Along the way, I discovered insights about room quality, destination value, overpriced hotels, and guest review behavior.

## 1. Setup & Data Loading

In [None]:
import pandas as pd
import numpy as np
from scipy import stats
import matplotlib.pyplot as plt
import matplotlib.ticker as mticker
import warnings
warnings.filterwarnings('ignore')

# Dark theme for all charts
plt.rcParams.update({
    'figure.facecolor': '#0A1628', 'axes.facecolor': '#0A1628',
    'axes.edgecolor': '#1a2d4a', 'axes.labelcolor': '#8899AA',
    'xtick.color': '#8899AA', 'ytick.color': '#8899AA',
    'text.color': '#FFFFFF', 'font.size': 12,
    'axes.titlesize': 16, 'axes.titleweight': 'bold',
})

ACCENT, RED, YELLOW, SUBTLE, CARD = '#00D4AA', '#FF6B6B', '#F1C40F', '#8899AA', '#132039'

print('Libraries loaded successfully.')

In [None]:
booking_raw = pd.read_csv('data/raw/booking_hotel.csv', encoding='latin1')
tripadvisor_raw = pd.read_csv('data/raw/tripadvisor_room.csv', encoding='latin1', on_bad_lines='skip')

print(f'Booking.com raw: {booking_raw.shape[0]} rows, {booking_raw.shape[1]} columns')
print(f'TripAdvisor raw: {tripadvisor_raw.shape[0]} rows, {tripadvisor_raw.shape[1]} columns')
print(f'\nBooking columns: {list(booking_raw.columns)}')
print(f'TripAdvisor columns: {list(tripadvisor_raw.columns)}')

## 2. Data Cleaning

Both datasets required significant cleaning:
- Column names had extra spaces and inconsistent formatting
- Prices contained corrupted currency symbols (encoding issue) and comma separators
- Prices were in **BDT (Bangladeshi Taka)** — converted to EUR at approximately 120 BDT = 1 EUR
- TripAdvisor hotel names had numbering prefixes (e.g. "1. Hotel Name")
- Review counts had comma separators

**Choices made:**
- Removed hotels with missing prices or ratings
- Filtered price outliers: kept EUR 5 - EUR 10,000 per night
- The BDT/EUR rate is approximate — the exact currency in the dataset is ambiguous, but the relative comparisons remain valid

In [None]:
# === BOOKING CLEANING ===
booking = booking_raw.copy()

******************************

REQUESTS:
a) In the hotel analysis notebook, what exchange rate was used to convert prices from BDT to EUR?
b) Carry on the hotel analysis notebook from the point where it stops.
The data after the hotel analysis notebook is not needed for anything you are asked to do.

DATASET EXCERPT:
******************************

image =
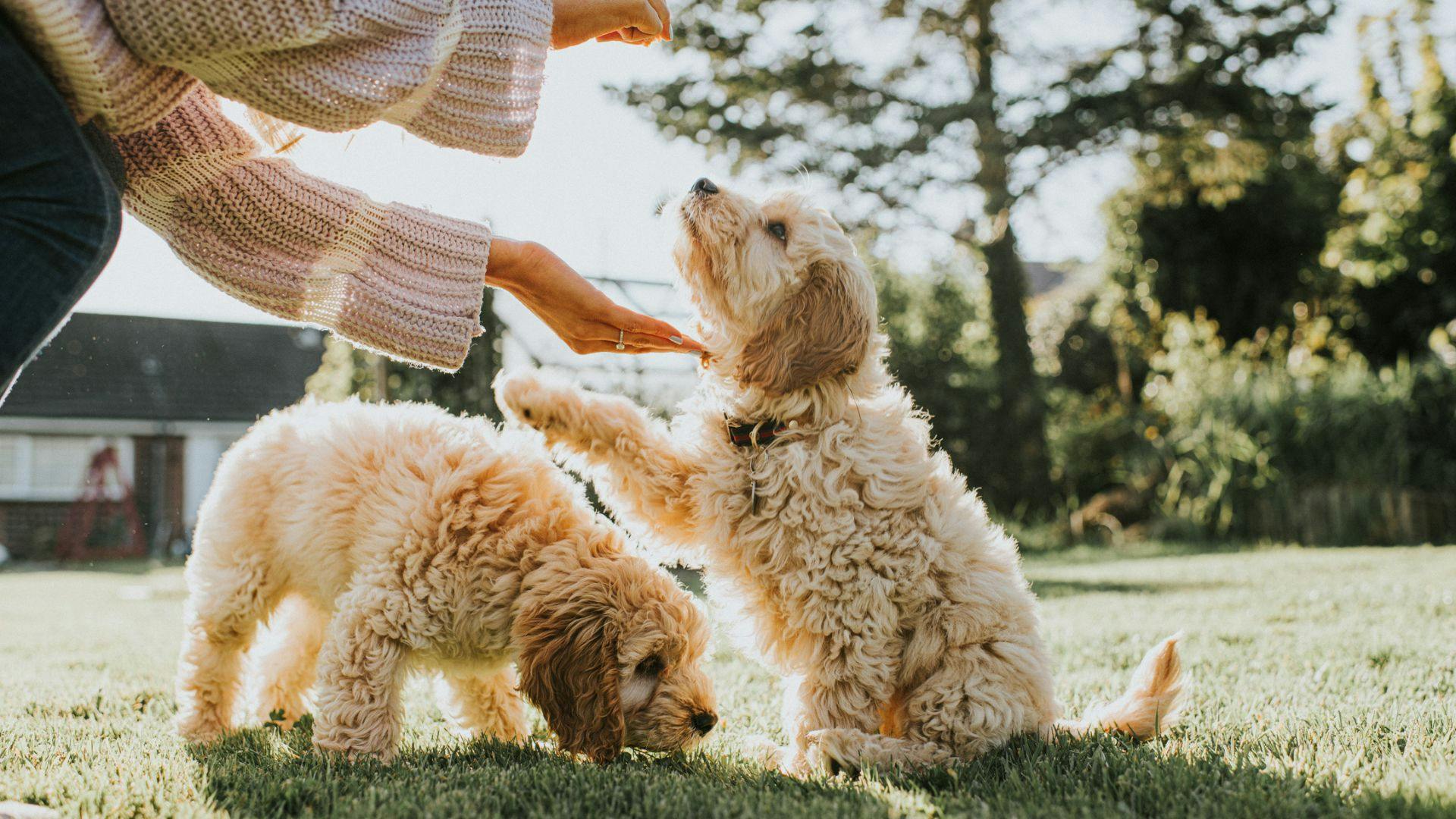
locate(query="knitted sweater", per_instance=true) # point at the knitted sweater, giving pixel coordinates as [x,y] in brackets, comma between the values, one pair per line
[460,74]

******************************

ANSWERS FOR THIS EXERCISE:
a) Approximately 120 BDT = 1 EUR.

b)
booking.columns = ['hotel_name', 'location', 'rating', 'review_score',
                    'num_reviews', 'room_score', 'room_type', 'bed_type', 'price_bdt']

booking['price_bdt'] = (booking['price_bdt'].astype(str)
                        .str.replace(r'[^\d]', '', regex=True)
                        .replace('', pd.NA).astype(float))
booking['price_eur'] = (booking['price_bdt'] / 120).round(2)
booking['rating'] = pd.to_numeric(booking['rating'], errors='coerce')
booking['num_reviews'] = pd.to_numeric(booking['num_reviews'].astype(str)
                                       .str.replace(',', '').str.strip(), errors='coerce').astype('Int64')

for col in ['hotel_name', 'location', 'review_score', 'room_type', 'bed_type']:
    booking[col] = booking[col].str.strip()

booking['source'] = 'Booking.com'
booking = booking.dropna(subset=['price_bdt', 'rating'])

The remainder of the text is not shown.